Dataset entries:
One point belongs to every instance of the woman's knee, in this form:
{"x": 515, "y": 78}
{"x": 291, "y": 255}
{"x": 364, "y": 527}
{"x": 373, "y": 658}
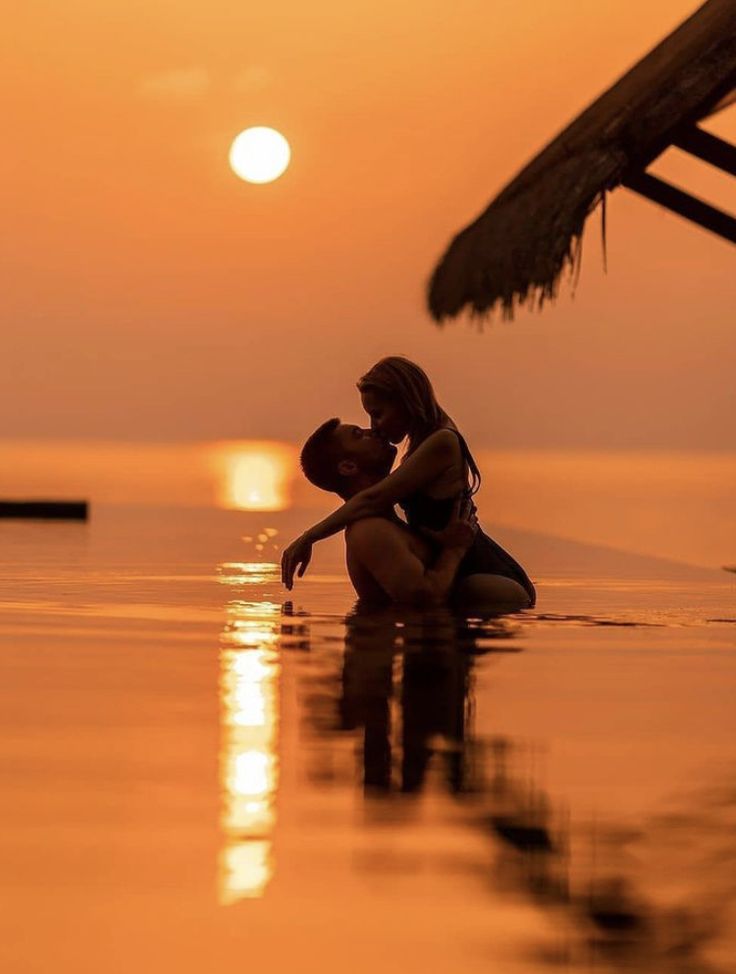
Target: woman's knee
{"x": 492, "y": 590}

Brief ::
A faithful copy of the records above, without images, is what to give back.

Expected answer ::
One point belongs to every instance of the woman's knee, in this form:
{"x": 515, "y": 78}
{"x": 291, "y": 255}
{"x": 364, "y": 527}
{"x": 373, "y": 658}
Target: woman's knee
{"x": 492, "y": 590}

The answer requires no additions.